» What is needed:
Retype, word for word, every line of the records below starting at the one that contains "Could you mark the cylindrical" and ending at the one that contains "Could you mark the performer's raised"; include both of those lines and nothing more.

★ ★ ★ ★

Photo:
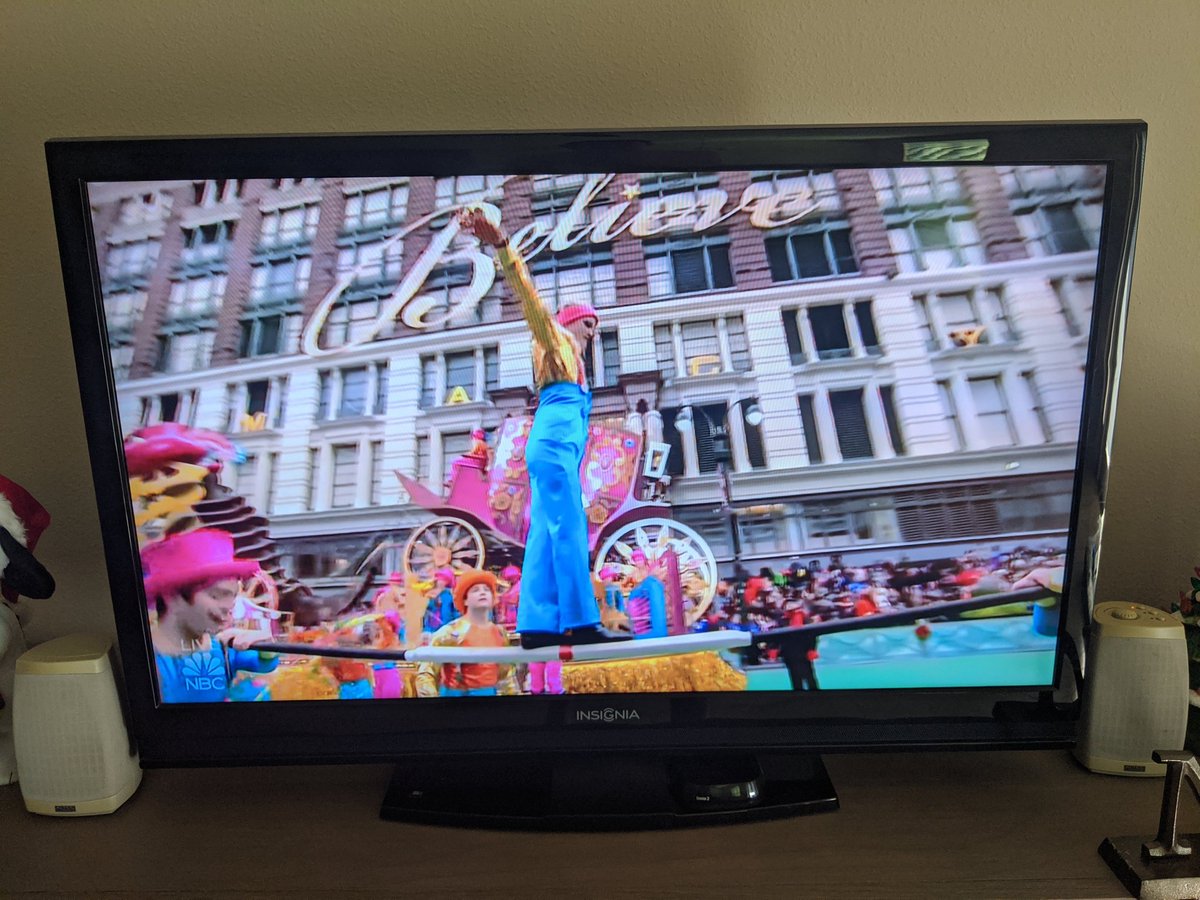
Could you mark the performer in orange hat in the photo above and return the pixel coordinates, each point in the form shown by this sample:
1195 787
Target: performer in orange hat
474 597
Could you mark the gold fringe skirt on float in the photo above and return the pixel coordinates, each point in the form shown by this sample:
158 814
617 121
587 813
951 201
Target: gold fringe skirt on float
685 672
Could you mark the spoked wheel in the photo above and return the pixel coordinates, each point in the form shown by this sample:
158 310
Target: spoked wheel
654 538
443 543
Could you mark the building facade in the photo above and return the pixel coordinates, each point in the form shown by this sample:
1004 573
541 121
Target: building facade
887 363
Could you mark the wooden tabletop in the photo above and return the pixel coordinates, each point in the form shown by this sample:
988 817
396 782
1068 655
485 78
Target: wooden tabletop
935 825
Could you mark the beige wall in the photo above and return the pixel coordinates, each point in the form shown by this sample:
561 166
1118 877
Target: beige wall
125 67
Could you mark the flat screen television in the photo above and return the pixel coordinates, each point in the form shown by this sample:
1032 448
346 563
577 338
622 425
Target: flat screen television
639 468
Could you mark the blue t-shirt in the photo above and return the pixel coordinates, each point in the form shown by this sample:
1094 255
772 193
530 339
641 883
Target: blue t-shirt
204 676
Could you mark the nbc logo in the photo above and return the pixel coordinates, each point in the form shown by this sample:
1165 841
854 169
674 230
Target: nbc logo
204 673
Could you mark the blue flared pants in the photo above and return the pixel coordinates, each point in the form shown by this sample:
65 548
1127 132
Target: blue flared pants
556 582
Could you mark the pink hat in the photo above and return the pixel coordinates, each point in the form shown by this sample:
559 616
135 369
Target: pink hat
191 558
575 312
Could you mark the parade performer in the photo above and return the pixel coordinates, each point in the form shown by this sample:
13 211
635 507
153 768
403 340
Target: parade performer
647 604
510 599
193 581
474 598
557 605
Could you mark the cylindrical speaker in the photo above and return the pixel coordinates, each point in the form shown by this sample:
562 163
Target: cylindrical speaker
75 754
1135 690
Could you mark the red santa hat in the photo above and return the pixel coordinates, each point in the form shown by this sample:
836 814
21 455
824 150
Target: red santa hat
22 522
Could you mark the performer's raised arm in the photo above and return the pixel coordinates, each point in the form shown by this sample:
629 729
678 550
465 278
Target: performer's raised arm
516 274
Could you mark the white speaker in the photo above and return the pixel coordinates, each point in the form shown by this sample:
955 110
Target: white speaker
75 755
1135 691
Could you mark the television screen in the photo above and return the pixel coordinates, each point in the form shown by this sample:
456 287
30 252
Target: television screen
733 430
739 439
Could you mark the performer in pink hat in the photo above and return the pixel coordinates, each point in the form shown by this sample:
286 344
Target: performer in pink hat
557 603
193 580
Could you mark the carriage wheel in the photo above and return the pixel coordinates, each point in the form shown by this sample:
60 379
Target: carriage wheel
445 541
654 537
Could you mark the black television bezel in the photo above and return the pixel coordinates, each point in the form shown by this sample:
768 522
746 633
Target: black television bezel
358 731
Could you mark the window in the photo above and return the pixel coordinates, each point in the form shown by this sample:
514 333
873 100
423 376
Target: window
210 193
280 281
447 288
739 348
126 263
351 322
376 264
345 475
354 393
1057 208
145 208
991 412
454 445
196 298
889 415
459 370
925 325
1074 298
123 359
934 243
287 227
267 335
850 421
313 473
661 184
377 473
975 317
273 475
762 534
246 479
687 265
603 360
921 186
207 243
185 352
701 347
382 376
829 334
123 311
792 333
375 209
811 255
664 351
712 430
462 190
581 275
821 184
1039 409
423 459
809 423
951 411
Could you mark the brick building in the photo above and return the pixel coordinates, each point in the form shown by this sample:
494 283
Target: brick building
889 361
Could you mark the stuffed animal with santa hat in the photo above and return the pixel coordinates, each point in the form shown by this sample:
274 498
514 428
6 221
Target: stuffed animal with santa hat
22 522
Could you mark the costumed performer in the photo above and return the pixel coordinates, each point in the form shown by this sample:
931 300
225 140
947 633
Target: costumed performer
474 598
557 603
193 580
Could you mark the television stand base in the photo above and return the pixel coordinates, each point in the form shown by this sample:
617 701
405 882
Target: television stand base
606 791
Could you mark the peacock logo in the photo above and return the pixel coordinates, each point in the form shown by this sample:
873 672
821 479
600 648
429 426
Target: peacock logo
204 673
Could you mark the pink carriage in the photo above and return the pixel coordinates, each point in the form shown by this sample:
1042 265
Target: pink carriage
487 503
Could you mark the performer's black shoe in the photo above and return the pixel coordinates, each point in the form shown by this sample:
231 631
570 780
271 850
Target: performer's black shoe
597 634
592 634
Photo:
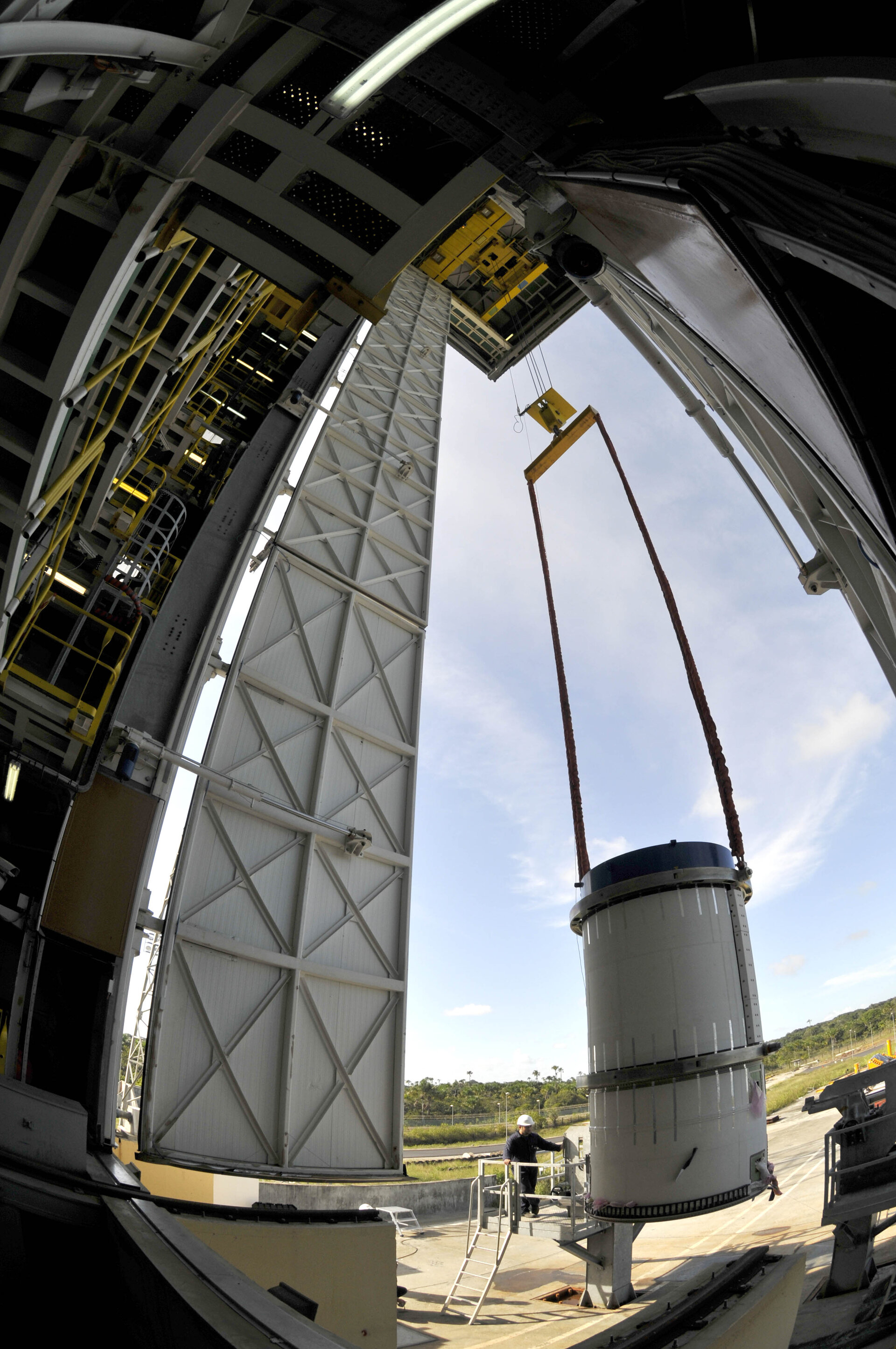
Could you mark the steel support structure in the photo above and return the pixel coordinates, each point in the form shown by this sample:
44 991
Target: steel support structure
277 1035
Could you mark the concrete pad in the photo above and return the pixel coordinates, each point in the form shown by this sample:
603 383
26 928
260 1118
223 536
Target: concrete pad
668 1259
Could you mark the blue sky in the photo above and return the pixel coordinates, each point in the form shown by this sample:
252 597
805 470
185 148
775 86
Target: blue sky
805 715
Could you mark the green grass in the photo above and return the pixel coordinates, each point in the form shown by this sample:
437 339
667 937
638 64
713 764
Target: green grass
806 1083
451 1135
458 1169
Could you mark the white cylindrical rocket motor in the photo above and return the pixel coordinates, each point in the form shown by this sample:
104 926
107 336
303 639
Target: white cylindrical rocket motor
675 1047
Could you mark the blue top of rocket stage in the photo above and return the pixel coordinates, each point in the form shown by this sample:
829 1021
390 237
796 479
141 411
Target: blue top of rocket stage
648 861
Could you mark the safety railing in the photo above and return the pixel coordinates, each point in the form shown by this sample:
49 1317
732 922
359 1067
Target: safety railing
133 494
567 1181
76 657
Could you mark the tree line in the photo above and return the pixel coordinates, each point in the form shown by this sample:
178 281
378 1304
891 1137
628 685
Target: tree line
814 1041
544 1095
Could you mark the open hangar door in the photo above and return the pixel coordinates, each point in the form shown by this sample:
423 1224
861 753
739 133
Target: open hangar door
277 1036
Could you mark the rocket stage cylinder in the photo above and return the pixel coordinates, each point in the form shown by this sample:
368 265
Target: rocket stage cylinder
675 1077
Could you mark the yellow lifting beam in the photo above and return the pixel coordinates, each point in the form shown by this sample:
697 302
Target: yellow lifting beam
560 444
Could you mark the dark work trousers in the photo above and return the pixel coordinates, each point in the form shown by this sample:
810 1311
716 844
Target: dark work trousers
528 1180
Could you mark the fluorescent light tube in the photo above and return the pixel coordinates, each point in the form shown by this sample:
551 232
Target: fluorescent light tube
392 60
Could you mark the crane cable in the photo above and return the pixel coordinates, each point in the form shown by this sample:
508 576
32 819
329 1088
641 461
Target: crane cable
573 764
713 744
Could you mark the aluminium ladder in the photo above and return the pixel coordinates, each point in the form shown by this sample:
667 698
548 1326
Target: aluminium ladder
471 1287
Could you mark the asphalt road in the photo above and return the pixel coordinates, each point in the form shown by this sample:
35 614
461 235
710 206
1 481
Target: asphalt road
465 1150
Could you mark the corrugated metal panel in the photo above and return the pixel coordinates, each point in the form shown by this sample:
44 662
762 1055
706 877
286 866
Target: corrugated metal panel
277 1041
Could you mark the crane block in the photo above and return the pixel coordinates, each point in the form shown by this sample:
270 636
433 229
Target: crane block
560 444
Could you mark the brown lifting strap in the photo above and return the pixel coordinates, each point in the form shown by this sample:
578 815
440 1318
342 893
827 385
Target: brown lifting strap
713 744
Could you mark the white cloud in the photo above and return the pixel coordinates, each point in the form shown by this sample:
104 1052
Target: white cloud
869 972
790 965
709 807
790 856
844 730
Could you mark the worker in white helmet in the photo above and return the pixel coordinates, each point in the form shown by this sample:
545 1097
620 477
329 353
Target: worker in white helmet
524 1146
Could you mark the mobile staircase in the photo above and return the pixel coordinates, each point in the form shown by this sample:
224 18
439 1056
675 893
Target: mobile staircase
489 1232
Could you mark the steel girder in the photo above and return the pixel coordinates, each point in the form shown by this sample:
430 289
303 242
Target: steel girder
277 1038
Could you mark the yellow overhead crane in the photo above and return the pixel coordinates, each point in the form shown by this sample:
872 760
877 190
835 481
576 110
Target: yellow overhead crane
479 245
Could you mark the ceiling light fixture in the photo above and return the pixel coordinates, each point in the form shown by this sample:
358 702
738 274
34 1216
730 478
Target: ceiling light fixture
14 768
392 60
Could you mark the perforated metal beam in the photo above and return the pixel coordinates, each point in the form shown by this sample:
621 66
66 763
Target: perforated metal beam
277 1038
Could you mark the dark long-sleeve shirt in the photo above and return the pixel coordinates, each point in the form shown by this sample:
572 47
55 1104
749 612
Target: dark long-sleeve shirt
524 1147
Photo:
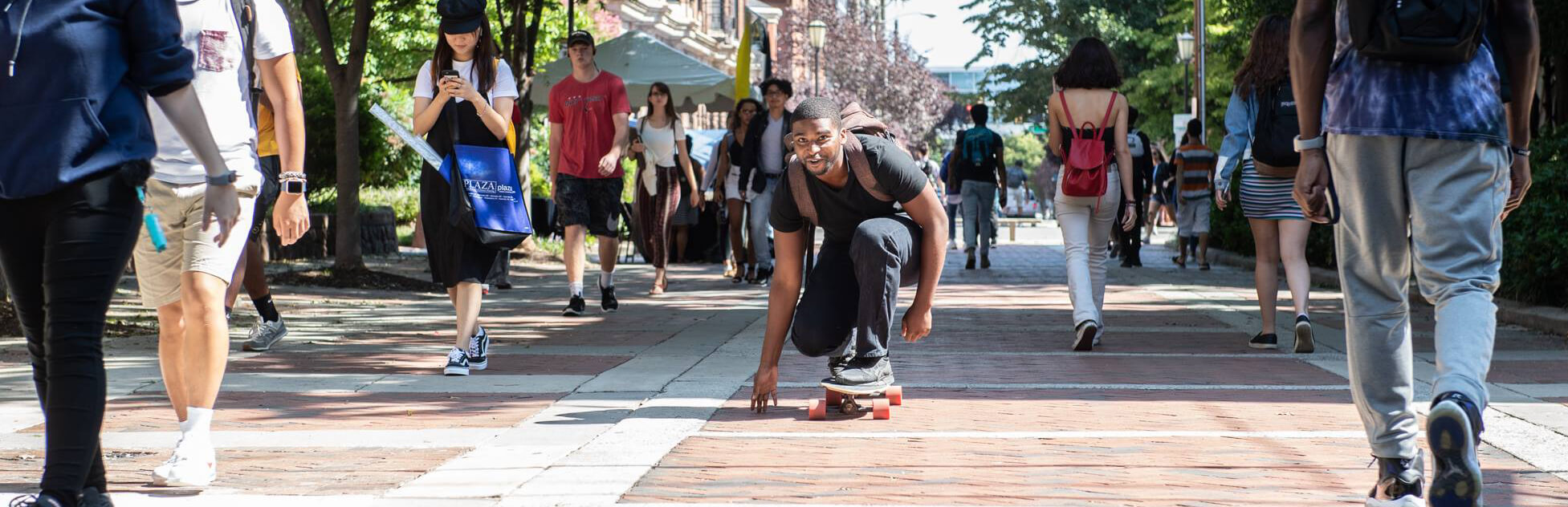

★ ★ ★ ★

» Written answer:
Could you mark the cylindrical speaker in the photo above and return the pixel coordinates, each point in the form shown by this sample:
562 163
Target: cylindrical speaker
75 754
1135 690
Could you mark the red santa hat in the photo above and return the pixel coordinates, each point in the form shown by this sample:
836 814
21 455
824 150
Target: red santa hat
22 522
Could you mark the performer's raised arm in the photo above and return the pixel coordinates, each point in the form shown by this sample:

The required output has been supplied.